INFORMATION SHOWN START
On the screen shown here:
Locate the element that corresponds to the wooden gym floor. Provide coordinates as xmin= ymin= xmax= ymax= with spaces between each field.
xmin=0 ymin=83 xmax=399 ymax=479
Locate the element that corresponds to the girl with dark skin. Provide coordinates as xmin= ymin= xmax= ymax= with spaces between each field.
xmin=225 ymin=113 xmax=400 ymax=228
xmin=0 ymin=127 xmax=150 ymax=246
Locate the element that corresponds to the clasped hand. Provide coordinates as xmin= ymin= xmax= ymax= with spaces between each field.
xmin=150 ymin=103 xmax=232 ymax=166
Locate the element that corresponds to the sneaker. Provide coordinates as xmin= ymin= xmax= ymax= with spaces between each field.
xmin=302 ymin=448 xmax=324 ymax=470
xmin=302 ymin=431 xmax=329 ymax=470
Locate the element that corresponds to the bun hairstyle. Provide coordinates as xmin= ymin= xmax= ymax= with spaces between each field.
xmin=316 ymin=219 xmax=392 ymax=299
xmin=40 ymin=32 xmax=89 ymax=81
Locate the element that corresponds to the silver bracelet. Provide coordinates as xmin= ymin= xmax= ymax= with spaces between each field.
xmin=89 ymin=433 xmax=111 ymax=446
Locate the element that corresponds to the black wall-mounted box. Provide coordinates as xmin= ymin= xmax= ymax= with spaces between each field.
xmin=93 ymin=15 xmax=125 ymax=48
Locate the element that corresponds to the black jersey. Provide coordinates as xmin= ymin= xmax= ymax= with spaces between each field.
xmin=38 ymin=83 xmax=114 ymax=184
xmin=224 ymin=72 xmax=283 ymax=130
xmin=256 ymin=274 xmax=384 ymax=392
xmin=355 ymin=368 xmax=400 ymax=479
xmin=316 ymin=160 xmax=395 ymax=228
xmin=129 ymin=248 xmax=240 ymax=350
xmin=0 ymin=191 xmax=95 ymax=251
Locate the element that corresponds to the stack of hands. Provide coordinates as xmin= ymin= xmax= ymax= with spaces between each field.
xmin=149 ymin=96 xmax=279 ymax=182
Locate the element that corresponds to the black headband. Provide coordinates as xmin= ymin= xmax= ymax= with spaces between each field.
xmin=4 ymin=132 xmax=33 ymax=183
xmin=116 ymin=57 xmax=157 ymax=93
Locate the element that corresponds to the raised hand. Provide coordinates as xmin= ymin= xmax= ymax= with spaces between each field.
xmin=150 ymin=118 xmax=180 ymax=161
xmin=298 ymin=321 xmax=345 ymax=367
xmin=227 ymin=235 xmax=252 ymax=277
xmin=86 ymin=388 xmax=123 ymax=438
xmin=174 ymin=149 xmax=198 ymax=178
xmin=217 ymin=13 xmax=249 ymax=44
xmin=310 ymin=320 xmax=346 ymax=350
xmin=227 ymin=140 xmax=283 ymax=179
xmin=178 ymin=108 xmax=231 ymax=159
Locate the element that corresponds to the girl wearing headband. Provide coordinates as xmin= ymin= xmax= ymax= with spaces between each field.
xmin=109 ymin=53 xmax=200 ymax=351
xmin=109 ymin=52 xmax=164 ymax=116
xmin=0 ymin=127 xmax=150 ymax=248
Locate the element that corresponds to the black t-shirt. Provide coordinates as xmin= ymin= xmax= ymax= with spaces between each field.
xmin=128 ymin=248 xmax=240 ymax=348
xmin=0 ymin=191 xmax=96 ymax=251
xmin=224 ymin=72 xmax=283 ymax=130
INFORMATION SHOWN END
**PROMPT**:
Give back all the records above exactly as they were written.

**ANSWER BOX**:
On the screen shown here:
Locate the element that corresponds to the wooden gym floor. Provide coordinates as xmin= ymin= xmax= ymax= with spaces between each field.
xmin=0 ymin=83 xmax=399 ymax=479
Locate the element that corresponds to the girl with dark skin. Provide coordinates as xmin= ymin= xmax= ymax= with spaces between each field.
xmin=225 ymin=113 xmax=400 ymax=228
xmin=0 ymin=127 xmax=150 ymax=246
Locate the element that corresponds to the clasped hand. Provide coordinates as xmin= ymin= xmax= ymax= with spaces between each field.
xmin=150 ymin=103 xmax=232 ymax=166
Locate the element that corresponds to the sneaker. Provide coordinates as xmin= ymin= xmax= ymax= with spaces between each field.
xmin=302 ymin=448 xmax=324 ymax=470
xmin=302 ymin=431 xmax=329 ymax=470
Locate the element that corresponds to the bun hairstyle. Provide coordinates as xmin= ymin= xmax= ymax= with spaces between each field.
xmin=316 ymin=219 xmax=392 ymax=299
xmin=40 ymin=32 xmax=89 ymax=81
Locate the element that corresponds to the silver bracelet. Provide coordinates as xmin= ymin= xmax= ymax= with spaces between each field.
xmin=89 ymin=433 xmax=111 ymax=446
Locate the element that corresponds to the black wall-mounted box. Provide coordinates as xmin= ymin= xmax= ymax= with spaces between each field.
xmin=93 ymin=15 xmax=125 ymax=48
Locate the element that corresponds to the black jersey. Provide coordinates as xmin= ymin= xmax= ymax= with spaces between each field.
xmin=38 ymin=83 xmax=114 ymax=184
xmin=224 ymin=72 xmax=283 ymax=130
xmin=256 ymin=274 xmax=384 ymax=392
xmin=355 ymin=368 xmax=400 ymax=479
xmin=316 ymin=160 xmax=395 ymax=228
xmin=129 ymin=248 xmax=240 ymax=350
xmin=0 ymin=191 xmax=95 ymax=251
Locate the element that corresponds to the stack of hands. Provide coordinates as xmin= ymin= xmax= ymax= with spaces between each field.
xmin=149 ymin=96 xmax=279 ymax=182
Locate the element that corresponds to the black headband. Provide coordinates as xmin= ymin= xmax= ymax= with spaces between each field.
xmin=4 ymin=132 xmax=33 ymax=183
xmin=116 ymin=57 xmax=157 ymax=93
Locate the element that corresponds to the raised hand. Provide coordinates as xmin= ymin= xmax= ymax= with spaces between each field.
xmin=150 ymin=118 xmax=180 ymax=161
xmin=298 ymin=321 xmax=345 ymax=367
xmin=227 ymin=235 xmax=252 ymax=277
xmin=86 ymin=388 xmax=123 ymax=438
xmin=174 ymin=149 xmax=198 ymax=178
xmin=217 ymin=13 xmax=249 ymax=44
xmin=310 ymin=320 xmax=346 ymax=350
xmin=227 ymin=140 xmax=283 ymax=179
xmin=178 ymin=108 xmax=231 ymax=159
Locate the element that corresponds to the girl wearing headband. Provide coordinates as xmin= ymin= xmax= ymax= with spaces between each field.
xmin=109 ymin=53 xmax=200 ymax=351
xmin=109 ymin=52 xmax=164 ymax=116
xmin=0 ymin=127 xmax=150 ymax=248
Locate the element that corresponds to the black t-shirt. Provide coordinates as xmin= ymin= xmax= ymax= with spaces between each field.
xmin=128 ymin=248 xmax=240 ymax=348
xmin=0 ymin=191 xmax=96 ymax=251
xmin=224 ymin=72 xmax=283 ymax=130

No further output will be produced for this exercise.